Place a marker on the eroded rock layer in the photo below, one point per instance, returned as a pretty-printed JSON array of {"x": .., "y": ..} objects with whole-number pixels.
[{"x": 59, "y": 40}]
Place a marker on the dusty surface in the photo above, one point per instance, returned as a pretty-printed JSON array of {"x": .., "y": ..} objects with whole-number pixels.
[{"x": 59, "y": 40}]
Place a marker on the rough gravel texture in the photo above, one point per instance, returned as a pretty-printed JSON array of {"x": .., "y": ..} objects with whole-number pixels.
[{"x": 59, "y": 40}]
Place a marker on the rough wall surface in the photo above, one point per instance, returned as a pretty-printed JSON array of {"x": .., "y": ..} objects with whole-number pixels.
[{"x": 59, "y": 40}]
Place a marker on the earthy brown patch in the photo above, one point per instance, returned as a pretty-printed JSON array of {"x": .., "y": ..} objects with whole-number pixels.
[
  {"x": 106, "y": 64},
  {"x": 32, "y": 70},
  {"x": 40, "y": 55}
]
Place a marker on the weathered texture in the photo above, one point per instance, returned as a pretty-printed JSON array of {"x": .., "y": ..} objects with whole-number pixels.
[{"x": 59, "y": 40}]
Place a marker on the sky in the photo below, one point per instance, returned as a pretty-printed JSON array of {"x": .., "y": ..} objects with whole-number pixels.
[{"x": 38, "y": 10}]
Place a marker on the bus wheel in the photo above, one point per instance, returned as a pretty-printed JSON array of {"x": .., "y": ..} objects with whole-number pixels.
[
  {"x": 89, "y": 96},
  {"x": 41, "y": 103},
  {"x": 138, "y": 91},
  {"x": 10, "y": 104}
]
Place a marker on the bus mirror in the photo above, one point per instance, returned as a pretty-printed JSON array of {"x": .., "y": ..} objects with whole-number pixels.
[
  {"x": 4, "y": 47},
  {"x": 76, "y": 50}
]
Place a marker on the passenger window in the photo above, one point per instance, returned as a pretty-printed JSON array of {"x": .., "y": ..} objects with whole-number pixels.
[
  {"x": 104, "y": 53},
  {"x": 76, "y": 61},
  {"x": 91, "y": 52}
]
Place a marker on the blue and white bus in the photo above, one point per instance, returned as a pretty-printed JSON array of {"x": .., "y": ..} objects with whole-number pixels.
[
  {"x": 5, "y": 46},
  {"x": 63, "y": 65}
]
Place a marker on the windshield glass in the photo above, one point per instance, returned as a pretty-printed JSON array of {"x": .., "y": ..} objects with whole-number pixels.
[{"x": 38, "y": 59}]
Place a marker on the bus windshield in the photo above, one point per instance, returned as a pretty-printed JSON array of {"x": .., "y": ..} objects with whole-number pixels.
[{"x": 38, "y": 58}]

WHAT NEEDS TO BE DONE: Turn every line of the records above into a JSON list of strings, one string per line, with blank lines left out.

FINISHED TASK:
[
  "Place a marker on the eroded rock layer in the photo below, one point per instance, returned as a pretty-printed JSON array of {\"x\": .., \"y\": ..} objects with whole-number pixels.",
  "[{\"x\": 59, \"y\": 40}]",
  "Place a marker on the dusty surface in the photo above, one point per instance, returned as a pretty-printed JSON array of {\"x\": .., \"y\": ..} objects with whole-number pixels.",
  "[{\"x\": 59, \"y\": 40}]",
  "Place a marker on the rough gravel texture in the photo above, one point per instance, returned as a pretty-printed JSON array of {\"x\": .., \"y\": ..} objects with whole-number pixels.",
  "[{\"x\": 59, \"y\": 40}]",
  "Place a marker on the rough wall surface in the photo above, one point per instance, returned as a pretty-printed JSON array of {\"x\": .., \"y\": ..} objects with whole-number pixels.",
  "[{\"x\": 59, \"y\": 40}]",
  "Place a marker on the earthy brown patch in the photo above, one point per instance, returned as a pretty-printed JSON array of {\"x\": .., \"y\": ..} objects with whole-number pixels.",
  "[",
  "  {\"x\": 106, \"y\": 64},",
  "  {\"x\": 32, \"y\": 70},",
  "  {\"x\": 40, \"y\": 55}",
  "]",
  "Place a marker on the weathered texture in the photo above, one point per instance, returned as a pretty-printed JSON array of {\"x\": .., \"y\": ..} objects with whole-number pixels.",
  "[{\"x\": 59, \"y\": 40}]",
  "Place a marker on the sky in the photo below, one point per instance, returned as a pretty-printed JSON array of {\"x\": .., \"y\": ..} objects with whole-number pixels.",
  "[{\"x\": 38, \"y\": 10}]",
  "Place a marker on the bus wheel in the photo above, one point per instance, returned as a pretty-printed JSON array of {\"x\": .., \"y\": ..} objects with whole-number pixels.",
  "[",
  "  {\"x\": 89, \"y\": 96},",
  "  {\"x\": 41, \"y\": 103},",
  "  {\"x\": 138, \"y\": 91},",
  "  {\"x\": 10, \"y\": 104}",
  "]",
  "Place a marker on the bus mirror in the photo above, one point per instance, returned as a pretty-printed JSON array of {\"x\": .., \"y\": ..} objects with whole-number pixels.",
  "[",
  "  {\"x\": 4, \"y\": 47},",
  "  {\"x\": 76, \"y\": 50}",
  "]",
  "Place a marker on the passenger window in the photo above, one point per instance, returned as a pretty-printed JSON array of {\"x\": .., \"y\": ..} objects with whole-number pixels.",
  "[",
  "  {\"x\": 104, \"y\": 53},",
  "  {\"x\": 76, \"y\": 61},",
  "  {\"x\": 91, \"y\": 52}",
  "]",
  "Place a marker on the blue and white bus in the photo above, one point per instance, returned as a pretty-printed JSON array of {\"x\": .., \"y\": ..} objects with whole-number pixels.",
  "[",
  "  {\"x\": 5, \"y\": 46},",
  "  {\"x\": 63, \"y\": 65}",
  "]",
  "Place a marker on the windshield glass in the photo above, one point per instance, returned as a pretty-printed JSON array of {\"x\": .., \"y\": ..} objects with whole-number pixels.",
  "[{\"x\": 38, \"y\": 59}]",
  "Place a marker on the bus windshield in the photo above, one point per instance, returned as a pretty-printed JSON array of {\"x\": .., \"y\": ..} objects with whole-number pixels.",
  "[{\"x\": 38, \"y\": 58}]"
]